GIVEN DATA:
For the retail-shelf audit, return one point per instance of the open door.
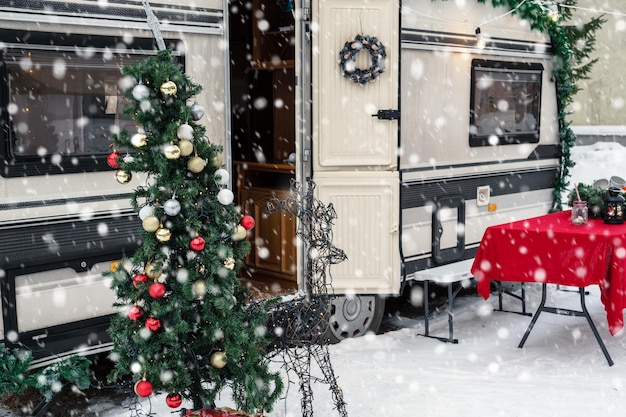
(355, 140)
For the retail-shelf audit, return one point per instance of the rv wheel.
(354, 315)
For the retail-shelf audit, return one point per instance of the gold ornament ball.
(171, 151)
(196, 164)
(163, 234)
(218, 360)
(229, 263)
(240, 233)
(186, 147)
(218, 160)
(199, 288)
(122, 177)
(150, 224)
(151, 271)
(138, 140)
(168, 88)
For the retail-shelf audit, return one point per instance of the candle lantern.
(614, 207)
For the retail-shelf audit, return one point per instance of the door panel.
(366, 229)
(354, 153)
(346, 134)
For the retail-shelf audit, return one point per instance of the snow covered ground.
(560, 371)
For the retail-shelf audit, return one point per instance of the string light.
(480, 41)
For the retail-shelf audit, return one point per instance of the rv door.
(355, 131)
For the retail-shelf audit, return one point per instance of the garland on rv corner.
(347, 59)
(572, 46)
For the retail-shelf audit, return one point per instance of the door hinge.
(387, 114)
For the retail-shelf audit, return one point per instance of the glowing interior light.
(480, 41)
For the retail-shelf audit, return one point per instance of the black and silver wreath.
(347, 59)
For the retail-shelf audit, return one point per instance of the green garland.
(572, 64)
(16, 376)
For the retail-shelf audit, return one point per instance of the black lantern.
(614, 207)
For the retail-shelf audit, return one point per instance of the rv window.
(60, 104)
(505, 103)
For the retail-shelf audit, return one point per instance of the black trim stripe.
(422, 38)
(414, 266)
(175, 14)
(419, 193)
(41, 243)
(63, 201)
(541, 152)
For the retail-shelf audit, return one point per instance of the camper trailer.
(423, 123)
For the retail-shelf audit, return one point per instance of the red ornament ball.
(135, 313)
(112, 160)
(153, 324)
(173, 400)
(139, 279)
(143, 388)
(156, 290)
(247, 222)
(197, 244)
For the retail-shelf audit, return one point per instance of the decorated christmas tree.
(186, 327)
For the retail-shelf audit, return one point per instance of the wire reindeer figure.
(299, 325)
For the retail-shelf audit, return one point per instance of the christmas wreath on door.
(347, 59)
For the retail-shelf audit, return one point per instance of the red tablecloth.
(550, 249)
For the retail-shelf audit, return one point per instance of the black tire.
(354, 316)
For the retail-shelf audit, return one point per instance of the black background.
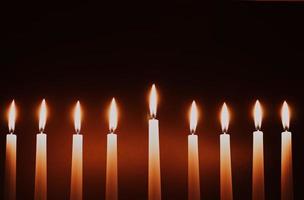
(212, 53)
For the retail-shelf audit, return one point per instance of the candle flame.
(12, 117)
(193, 117)
(77, 117)
(113, 115)
(285, 115)
(153, 101)
(42, 116)
(224, 118)
(258, 114)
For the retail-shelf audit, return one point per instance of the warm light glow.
(258, 114)
(285, 115)
(113, 115)
(12, 117)
(224, 118)
(42, 116)
(153, 101)
(193, 117)
(77, 117)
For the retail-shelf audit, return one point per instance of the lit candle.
(193, 159)
(286, 157)
(225, 165)
(10, 163)
(76, 175)
(111, 176)
(154, 184)
(41, 173)
(258, 156)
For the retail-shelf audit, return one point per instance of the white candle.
(76, 173)
(225, 158)
(41, 164)
(10, 163)
(286, 157)
(193, 157)
(258, 156)
(154, 184)
(111, 175)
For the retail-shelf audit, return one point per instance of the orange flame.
(77, 117)
(153, 101)
(42, 116)
(12, 117)
(224, 118)
(285, 115)
(113, 115)
(258, 114)
(193, 115)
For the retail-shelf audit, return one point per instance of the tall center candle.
(225, 158)
(154, 184)
(10, 163)
(41, 165)
(193, 157)
(111, 176)
(286, 157)
(76, 174)
(258, 156)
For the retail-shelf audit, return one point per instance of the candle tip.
(258, 114)
(193, 115)
(285, 115)
(12, 117)
(77, 117)
(42, 116)
(113, 115)
(224, 118)
(153, 101)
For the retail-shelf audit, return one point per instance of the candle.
(154, 184)
(193, 158)
(111, 176)
(10, 163)
(258, 156)
(41, 173)
(76, 174)
(286, 157)
(225, 164)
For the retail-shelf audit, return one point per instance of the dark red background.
(235, 52)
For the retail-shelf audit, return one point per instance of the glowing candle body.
(111, 176)
(154, 161)
(258, 167)
(41, 165)
(193, 168)
(10, 167)
(225, 167)
(286, 167)
(76, 176)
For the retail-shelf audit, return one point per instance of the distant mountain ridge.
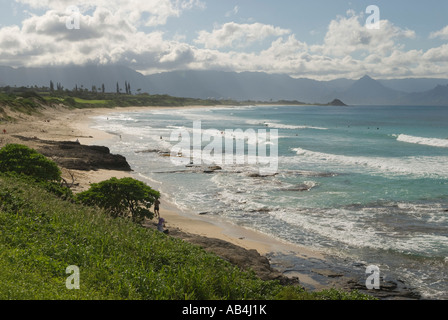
(256, 86)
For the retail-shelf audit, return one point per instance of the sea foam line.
(281, 125)
(433, 142)
(420, 166)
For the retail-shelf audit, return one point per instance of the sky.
(317, 39)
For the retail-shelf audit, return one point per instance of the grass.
(41, 235)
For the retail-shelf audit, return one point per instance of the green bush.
(21, 159)
(125, 197)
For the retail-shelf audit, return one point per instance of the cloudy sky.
(313, 39)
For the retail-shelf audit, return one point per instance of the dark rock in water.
(327, 273)
(148, 151)
(300, 188)
(248, 260)
(75, 156)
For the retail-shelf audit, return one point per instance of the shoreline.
(61, 124)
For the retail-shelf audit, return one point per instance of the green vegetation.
(21, 159)
(29, 100)
(41, 235)
(125, 197)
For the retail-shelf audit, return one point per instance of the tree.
(125, 197)
(21, 159)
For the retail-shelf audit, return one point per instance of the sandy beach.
(61, 124)
(222, 237)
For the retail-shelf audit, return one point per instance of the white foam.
(433, 142)
(423, 166)
(276, 125)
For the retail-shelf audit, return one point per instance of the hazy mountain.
(369, 91)
(238, 86)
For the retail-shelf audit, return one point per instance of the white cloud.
(442, 34)
(156, 12)
(112, 35)
(232, 34)
(233, 12)
(347, 36)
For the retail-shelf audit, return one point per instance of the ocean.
(366, 184)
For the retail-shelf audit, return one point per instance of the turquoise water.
(362, 183)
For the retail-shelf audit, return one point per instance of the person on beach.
(156, 208)
(161, 226)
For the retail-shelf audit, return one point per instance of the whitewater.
(361, 183)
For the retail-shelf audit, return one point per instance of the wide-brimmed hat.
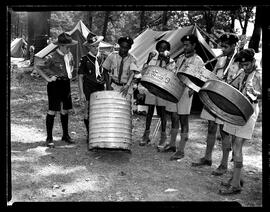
(231, 38)
(126, 39)
(65, 39)
(246, 55)
(192, 38)
(164, 41)
(93, 39)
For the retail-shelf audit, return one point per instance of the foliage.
(128, 22)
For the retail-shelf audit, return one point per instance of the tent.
(79, 33)
(18, 48)
(146, 42)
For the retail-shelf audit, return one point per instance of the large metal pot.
(162, 83)
(195, 76)
(110, 123)
(226, 102)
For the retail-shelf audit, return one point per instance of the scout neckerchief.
(121, 69)
(97, 67)
(225, 73)
(184, 60)
(68, 63)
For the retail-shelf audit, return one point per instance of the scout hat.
(192, 38)
(229, 37)
(127, 39)
(246, 55)
(93, 39)
(164, 41)
(65, 39)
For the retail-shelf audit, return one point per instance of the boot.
(170, 147)
(64, 122)
(179, 154)
(162, 140)
(145, 138)
(86, 122)
(49, 128)
(226, 148)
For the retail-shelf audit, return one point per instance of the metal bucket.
(195, 76)
(110, 123)
(162, 83)
(226, 102)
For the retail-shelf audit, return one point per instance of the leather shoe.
(168, 148)
(230, 190)
(177, 155)
(144, 142)
(68, 139)
(49, 142)
(220, 170)
(202, 162)
(228, 183)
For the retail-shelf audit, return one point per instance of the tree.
(244, 14)
(105, 25)
(256, 35)
(142, 20)
(164, 20)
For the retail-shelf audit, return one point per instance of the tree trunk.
(105, 25)
(142, 20)
(90, 20)
(164, 20)
(38, 29)
(233, 17)
(210, 18)
(256, 35)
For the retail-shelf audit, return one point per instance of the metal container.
(226, 102)
(110, 123)
(162, 83)
(195, 76)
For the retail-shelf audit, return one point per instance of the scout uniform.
(61, 66)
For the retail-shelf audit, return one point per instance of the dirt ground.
(71, 173)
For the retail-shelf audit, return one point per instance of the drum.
(226, 102)
(195, 76)
(162, 83)
(110, 123)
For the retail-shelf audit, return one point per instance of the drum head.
(158, 91)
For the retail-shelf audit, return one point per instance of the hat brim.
(73, 42)
(99, 39)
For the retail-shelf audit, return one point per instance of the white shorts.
(245, 131)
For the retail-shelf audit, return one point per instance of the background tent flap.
(78, 33)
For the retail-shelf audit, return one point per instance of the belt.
(252, 101)
(62, 78)
(118, 83)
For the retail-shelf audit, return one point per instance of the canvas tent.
(79, 33)
(17, 48)
(146, 42)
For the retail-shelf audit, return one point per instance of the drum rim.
(246, 111)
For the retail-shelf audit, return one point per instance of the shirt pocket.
(58, 64)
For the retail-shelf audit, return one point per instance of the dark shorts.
(59, 91)
(89, 89)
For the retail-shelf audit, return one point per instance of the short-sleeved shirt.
(112, 64)
(254, 80)
(151, 99)
(54, 64)
(183, 106)
(88, 70)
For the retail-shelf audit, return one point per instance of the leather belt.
(117, 83)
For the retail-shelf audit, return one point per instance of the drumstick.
(156, 130)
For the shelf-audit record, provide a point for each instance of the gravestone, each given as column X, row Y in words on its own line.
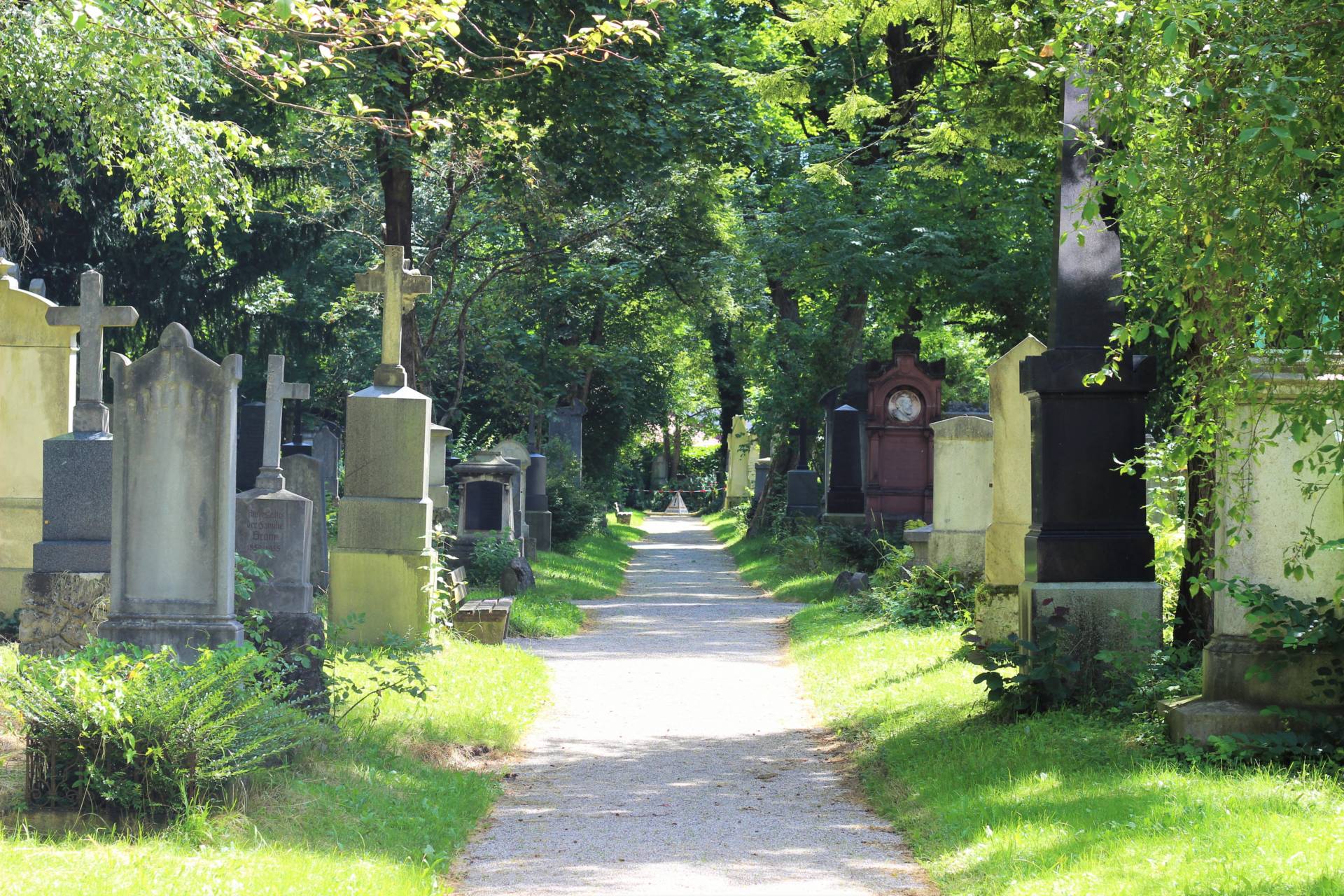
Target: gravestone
column 487, row 501
column 66, row 596
column 568, row 429
column 962, row 465
column 905, row 397
column 438, row 492
column 1088, row 548
column 384, row 564
column 996, row 603
column 304, row 477
column 743, row 453
column 252, row 435
column 1236, row 696
column 172, row 498
column 327, row 450
column 538, row 504
column 518, row 454
column 38, row 375
column 762, row 476
column 274, row 530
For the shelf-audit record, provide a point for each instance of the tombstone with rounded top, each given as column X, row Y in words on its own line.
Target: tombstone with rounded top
column 172, row 498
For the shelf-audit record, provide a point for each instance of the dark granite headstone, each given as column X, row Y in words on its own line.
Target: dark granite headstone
column 484, row 505
column 252, row 435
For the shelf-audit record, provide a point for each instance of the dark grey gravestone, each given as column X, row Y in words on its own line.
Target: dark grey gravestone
column 327, row 450
column 568, row 429
column 252, row 431
column 1088, row 519
column 304, row 477
column 484, row 505
column 76, row 504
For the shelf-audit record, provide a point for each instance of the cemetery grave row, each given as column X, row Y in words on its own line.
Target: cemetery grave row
column 125, row 523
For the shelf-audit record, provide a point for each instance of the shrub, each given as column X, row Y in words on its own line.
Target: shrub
column 118, row 727
column 491, row 555
column 574, row 512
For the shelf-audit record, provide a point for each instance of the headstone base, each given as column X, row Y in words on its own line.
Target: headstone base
column 965, row 550
column 996, row 614
column 186, row 636
column 804, row 495
column 918, row 542
column 1092, row 612
column 539, row 523
column 62, row 610
column 1234, row 697
column 388, row 589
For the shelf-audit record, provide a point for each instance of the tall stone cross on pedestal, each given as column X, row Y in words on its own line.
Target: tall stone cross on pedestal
column 400, row 285
column 90, row 317
column 270, row 477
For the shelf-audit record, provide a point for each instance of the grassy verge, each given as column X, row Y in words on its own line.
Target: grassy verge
column 1063, row 804
column 382, row 811
column 589, row 570
column 760, row 564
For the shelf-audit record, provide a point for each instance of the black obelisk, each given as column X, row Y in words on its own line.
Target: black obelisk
column 1088, row 519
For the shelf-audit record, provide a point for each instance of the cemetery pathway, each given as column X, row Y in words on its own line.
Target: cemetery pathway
column 679, row 755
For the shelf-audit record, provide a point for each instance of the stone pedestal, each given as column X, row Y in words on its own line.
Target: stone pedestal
column 384, row 564
column 38, row 372
column 62, row 610
column 962, row 463
column 804, row 495
column 172, row 498
column 1277, row 512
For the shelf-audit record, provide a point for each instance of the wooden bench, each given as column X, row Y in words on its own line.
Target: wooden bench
column 484, row 621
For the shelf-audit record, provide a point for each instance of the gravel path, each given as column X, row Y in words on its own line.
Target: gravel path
column 679, row 755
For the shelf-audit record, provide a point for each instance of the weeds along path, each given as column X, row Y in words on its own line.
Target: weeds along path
column 679, row 755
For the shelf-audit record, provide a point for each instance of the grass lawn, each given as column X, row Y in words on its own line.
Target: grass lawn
column 592, row 568
column 379, row 813
column 1057, row 805
column 758, row 562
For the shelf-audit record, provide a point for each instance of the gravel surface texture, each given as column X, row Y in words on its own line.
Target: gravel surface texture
column 680, row 755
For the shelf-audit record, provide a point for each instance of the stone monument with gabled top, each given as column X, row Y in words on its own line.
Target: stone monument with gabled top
column 384, row 564
column 66, row 594
column 38, row 368
column 175, row 415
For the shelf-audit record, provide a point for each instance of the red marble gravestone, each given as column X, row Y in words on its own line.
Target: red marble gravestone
column 905, row 397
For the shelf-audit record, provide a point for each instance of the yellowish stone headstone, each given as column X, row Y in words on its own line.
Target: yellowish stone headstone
column 36, row 403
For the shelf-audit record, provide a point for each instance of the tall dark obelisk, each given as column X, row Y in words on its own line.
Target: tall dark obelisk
column 1089, row 547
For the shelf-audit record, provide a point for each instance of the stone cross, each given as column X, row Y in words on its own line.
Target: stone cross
column 400, row 285
column 270, row 477
column 90, row 317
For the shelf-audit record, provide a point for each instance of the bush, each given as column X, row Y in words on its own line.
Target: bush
column 491, row 555
column 574, row 512
column 113, row 726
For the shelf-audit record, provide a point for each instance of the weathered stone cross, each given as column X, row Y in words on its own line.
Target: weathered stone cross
column 90, row 317
column 400, row 285
column 277, row 390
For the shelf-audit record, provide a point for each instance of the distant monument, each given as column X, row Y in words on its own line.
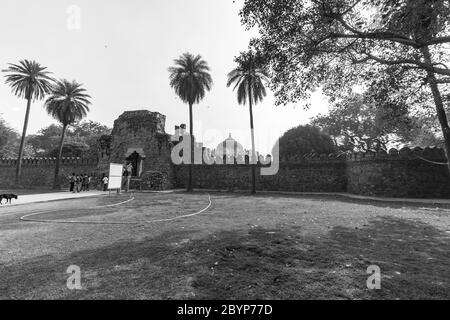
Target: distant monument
column 139, row 138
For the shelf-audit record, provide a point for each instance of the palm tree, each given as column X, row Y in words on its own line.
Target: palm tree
column 190, row 79
column 68, row 103
column 248, row 78
column 28, row 80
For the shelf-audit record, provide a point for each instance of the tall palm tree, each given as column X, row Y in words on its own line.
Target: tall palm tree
column 190, row 79
column 248, row 78
column 28, row 80
column 68, row 103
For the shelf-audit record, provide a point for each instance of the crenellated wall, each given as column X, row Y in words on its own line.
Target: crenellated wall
column 409, row 173
column 415, row 173
column 39, row 172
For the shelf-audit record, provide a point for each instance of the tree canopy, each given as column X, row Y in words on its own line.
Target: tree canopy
column 340, row 43
column 304, row 140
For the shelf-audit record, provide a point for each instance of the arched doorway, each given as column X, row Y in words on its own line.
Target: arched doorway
column 136, row 158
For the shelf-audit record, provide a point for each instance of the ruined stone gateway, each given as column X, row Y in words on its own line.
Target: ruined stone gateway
column 139, row 137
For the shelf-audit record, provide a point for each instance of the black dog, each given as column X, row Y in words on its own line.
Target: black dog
column 8, row 197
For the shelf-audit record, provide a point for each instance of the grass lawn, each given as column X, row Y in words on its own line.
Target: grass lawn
column 243, row 247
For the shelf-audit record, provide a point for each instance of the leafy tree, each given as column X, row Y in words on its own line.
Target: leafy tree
column 304, row 140
column 69, row 150
column 340, row 43
column 45, row 139
column 8, row 140
column 248, row 78
column 30, row 81
column 357, row 123
column 190, row 79
column 68, row 103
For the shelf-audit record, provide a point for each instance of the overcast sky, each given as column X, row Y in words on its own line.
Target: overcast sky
column 121, row 52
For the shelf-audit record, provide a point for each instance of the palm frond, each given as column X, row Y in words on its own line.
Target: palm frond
column 28, row 79
column 248, row 78
column 68, row 102
column 190, row 78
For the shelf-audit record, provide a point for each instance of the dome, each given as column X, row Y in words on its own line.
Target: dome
column 230, row 147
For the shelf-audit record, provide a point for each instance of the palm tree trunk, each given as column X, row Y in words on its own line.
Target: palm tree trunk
column 191, row 165
column 58, row 160
column 253, row 158
column 440, row 110
column 22, row 141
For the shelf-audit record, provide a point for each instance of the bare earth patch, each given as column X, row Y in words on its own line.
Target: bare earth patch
column 243, row 247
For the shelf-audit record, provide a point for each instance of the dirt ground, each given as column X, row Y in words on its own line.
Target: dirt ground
column 242, row 247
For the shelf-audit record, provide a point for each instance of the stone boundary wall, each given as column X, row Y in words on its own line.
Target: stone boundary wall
column 39, row 172
column 405, row 173
column 415, row 173
column 306, row 176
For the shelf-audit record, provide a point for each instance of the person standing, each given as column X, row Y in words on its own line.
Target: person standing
column 79, row 181
column 105, row 182
column 72, row 178
column 85, row 182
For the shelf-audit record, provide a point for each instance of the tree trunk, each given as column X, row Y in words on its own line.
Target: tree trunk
column 22, row 141
column 440, row 110
column 253, row 158
column 58, row 159
column 191, row 132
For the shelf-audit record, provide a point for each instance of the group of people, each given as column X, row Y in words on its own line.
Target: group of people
column 82, row 182
column 79, row 182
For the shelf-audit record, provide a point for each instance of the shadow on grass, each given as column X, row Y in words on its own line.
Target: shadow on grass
column 250, row 264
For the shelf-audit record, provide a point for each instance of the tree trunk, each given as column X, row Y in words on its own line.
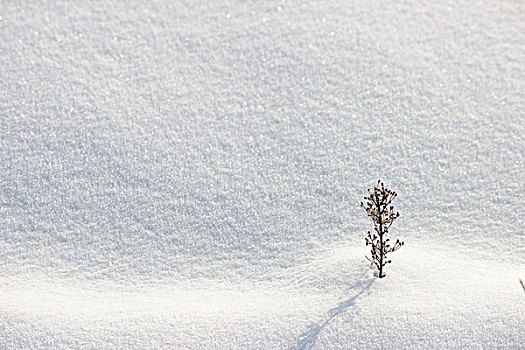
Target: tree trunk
column 381, row 250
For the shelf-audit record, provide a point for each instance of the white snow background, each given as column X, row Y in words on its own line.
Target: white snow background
column 187, row 174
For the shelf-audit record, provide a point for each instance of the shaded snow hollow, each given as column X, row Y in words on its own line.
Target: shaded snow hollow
column 188, row 175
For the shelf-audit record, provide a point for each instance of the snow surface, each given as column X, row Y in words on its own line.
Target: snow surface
column 187, row 175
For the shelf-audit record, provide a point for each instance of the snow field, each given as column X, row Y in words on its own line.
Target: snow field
column 187, row 175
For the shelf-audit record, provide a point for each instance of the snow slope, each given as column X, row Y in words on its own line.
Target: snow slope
column 187, row 175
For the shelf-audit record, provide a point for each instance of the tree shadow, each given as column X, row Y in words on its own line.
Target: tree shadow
column 308, row 339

TASK GOAL: Locate the line with "snow surface, each" in the entries above; extract it and every line after it, verbatim.

REPLY:
For the shelf-audit record, provide a point for each instance of the snow surface, each given as column X, row Y in words on its own line.
Target: snow surface
column 187, row 175
For the shelf-audit record, provide a point for each instance of the snow field, each given as column X, row Y in words on its own line.
Target: snow field
column 187, row 175
For the shelf-audit record, provide a point for each instance of the snow slope, each given as column X, row Y in words on its own line.
Target: snow slope
column 187, row 175
For the shelf-audit record, provide a point for each instance of the tree shadow, each given as column X, row Y in words on its own line.
Target: tree shadow
column 308, row 339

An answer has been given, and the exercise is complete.